### 条目列表

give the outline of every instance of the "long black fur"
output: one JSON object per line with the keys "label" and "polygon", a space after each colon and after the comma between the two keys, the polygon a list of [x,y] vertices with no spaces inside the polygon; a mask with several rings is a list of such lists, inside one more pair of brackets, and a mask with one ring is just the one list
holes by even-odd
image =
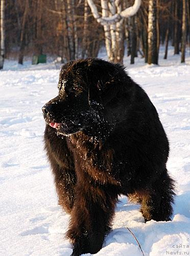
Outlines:
{"label": "long black fur", "polygon": [[170,220],[169,142],[142,89],[123,66],[93,58],[63,66],[58,88],[43,108],[44,141],[59,204],[70,214],[72,255],[102,248],[121,194],[141,203],[146,221]]}

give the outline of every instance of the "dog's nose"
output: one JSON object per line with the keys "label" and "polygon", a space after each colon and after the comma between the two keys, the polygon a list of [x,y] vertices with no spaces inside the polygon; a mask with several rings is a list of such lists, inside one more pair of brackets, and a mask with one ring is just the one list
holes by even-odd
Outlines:
{"label": "dog's nose", "polygon": [[45,104],[42,106],[41,109],[43,114],[47,115],[51,111],[52,106],[51,105]]}

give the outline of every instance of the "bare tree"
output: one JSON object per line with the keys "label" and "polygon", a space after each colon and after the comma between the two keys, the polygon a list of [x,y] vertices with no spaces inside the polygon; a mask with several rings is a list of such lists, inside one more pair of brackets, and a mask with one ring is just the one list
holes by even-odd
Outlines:
{"label": "bare tree", "polygon": [[141,0],[135,0],[134,5],[122,11],[119,0],[101,0],[101,16],[93,0],[87,0],[91,12],[97,22],[104,26],[105,44],[108,59],[114,62],[123,63],[124,53],[124,18],[134,15],[138,11]]}
{"label": "bare tree", "polygon": [[149,0],[148,27],[149,64],[158,64],[158,38],[157,25],[157,6],[158,0]]}
{"label": "bare tree", "polygon": [[187,30],[187,0],[183,0],[183,17],[181,38],[181,63],[185,62]]}
{"label": "bare tree", "polygon": [[0,69],[2,69],[5,58],[5,0],[1,0],[1,54]]}

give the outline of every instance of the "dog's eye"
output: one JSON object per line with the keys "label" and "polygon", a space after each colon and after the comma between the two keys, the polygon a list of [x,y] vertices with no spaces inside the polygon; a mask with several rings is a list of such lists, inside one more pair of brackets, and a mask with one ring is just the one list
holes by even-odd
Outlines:
{"label": "dog's eye", "polygon": [[82,93],[82,89],[80,87],[74,86],[72,87],[72,91],[77,93],[77,94]]}

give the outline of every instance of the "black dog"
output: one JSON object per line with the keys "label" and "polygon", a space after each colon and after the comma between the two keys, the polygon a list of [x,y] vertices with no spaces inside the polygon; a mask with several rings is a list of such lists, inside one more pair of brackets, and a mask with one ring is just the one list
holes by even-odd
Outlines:
{"label": "black dog", "polygon": [[92,58],[64,65],[58,88],[42,108],[45,147],[72,255],[102,248],[121,194],[141,203],[146,221],[170,220],[169,143],[145,91],[123,66]]}

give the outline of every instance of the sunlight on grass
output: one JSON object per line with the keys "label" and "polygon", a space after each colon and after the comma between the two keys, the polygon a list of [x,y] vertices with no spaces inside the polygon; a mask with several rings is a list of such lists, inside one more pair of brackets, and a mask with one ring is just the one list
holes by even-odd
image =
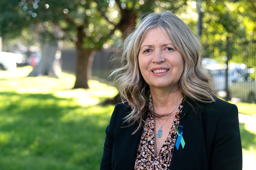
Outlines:
{"label": "sunlight on grass", "polygon": [[[92,80],[72,89],[74,75],[26,77],[32,69],[0,71],[0,169],[99,169],[115,106],[99,103],[118,90]],[[235,104],[248,114],[247,104]],[[256,123],[247,119],[239,124],[243,170],[256,166]]]}
{"label": "sunlight on grass", "polygon": [[0,71],[0,169],[98,169],[114,106],[96,105],[117,90],[93,80],[72,90],[74,75],[31,70]]}
{"label": "sunlight on grass", "polygon": [[244,103],[234,103],[231,101],[228,102],[236,105],[240,113],[256,116],[256,104]]}

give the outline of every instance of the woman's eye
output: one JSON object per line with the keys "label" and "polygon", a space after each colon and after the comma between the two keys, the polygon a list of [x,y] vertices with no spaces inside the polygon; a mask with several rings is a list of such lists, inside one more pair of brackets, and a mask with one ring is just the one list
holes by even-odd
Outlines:
{"label": "woman's eye", "polygon": [[145,51],[145,52],[146,53],[149,53],[150,52],[150,50],[149,49],[147,49]]}

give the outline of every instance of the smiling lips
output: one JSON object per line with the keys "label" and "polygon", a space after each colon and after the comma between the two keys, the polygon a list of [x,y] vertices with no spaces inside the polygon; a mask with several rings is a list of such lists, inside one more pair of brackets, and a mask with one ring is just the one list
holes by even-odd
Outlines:
{"label": "smiling lips", "polygon": [[169,69],[161,69],[159,70],[153,70],[153,72],[154,73],[164,73],[169,70]]}

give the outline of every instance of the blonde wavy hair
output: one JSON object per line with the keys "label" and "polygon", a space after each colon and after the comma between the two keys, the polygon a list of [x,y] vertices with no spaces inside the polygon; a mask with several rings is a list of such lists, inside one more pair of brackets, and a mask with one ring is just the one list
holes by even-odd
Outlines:
{"label": "blonde wavy hair", "polygon": [[110,75],[115,77],[122,101],[128,101],[132,109],[124,121],[131,124],[139,123],[134,133],[145,122],[143,119],[149,111],[149,88],[140,73],[138,56],[142,43],[153,28],[161,28],[184,58],[183,72],[179,82],[183,96],[206,103],[214,101],[216,97],[211,88],[210,77],[202,67],[202,46],[187,25],[170,11],[144,16],[141,17],[140,22],[124,40],[118,53],[121,66]]}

######

__任务说明__.
请找出上面条目中含有字符串“instance”的每一行，并逐行抄出。区分大小写。

__任务答复__.
give the outline of every instance of the "long black fur"
give the outline of every instance of the "dog's nose"
give the outline of every instance of the "bare tree"
give the outline of every instance of the "dog's eye"
give the outline of every instance of the "black dog"
give the outline of every instance of the sunlight on grass
give the outline of every instance of the woman's eye
give the outline of every instance of the smiling lips
give the outline of every instance of the blonde wavy hair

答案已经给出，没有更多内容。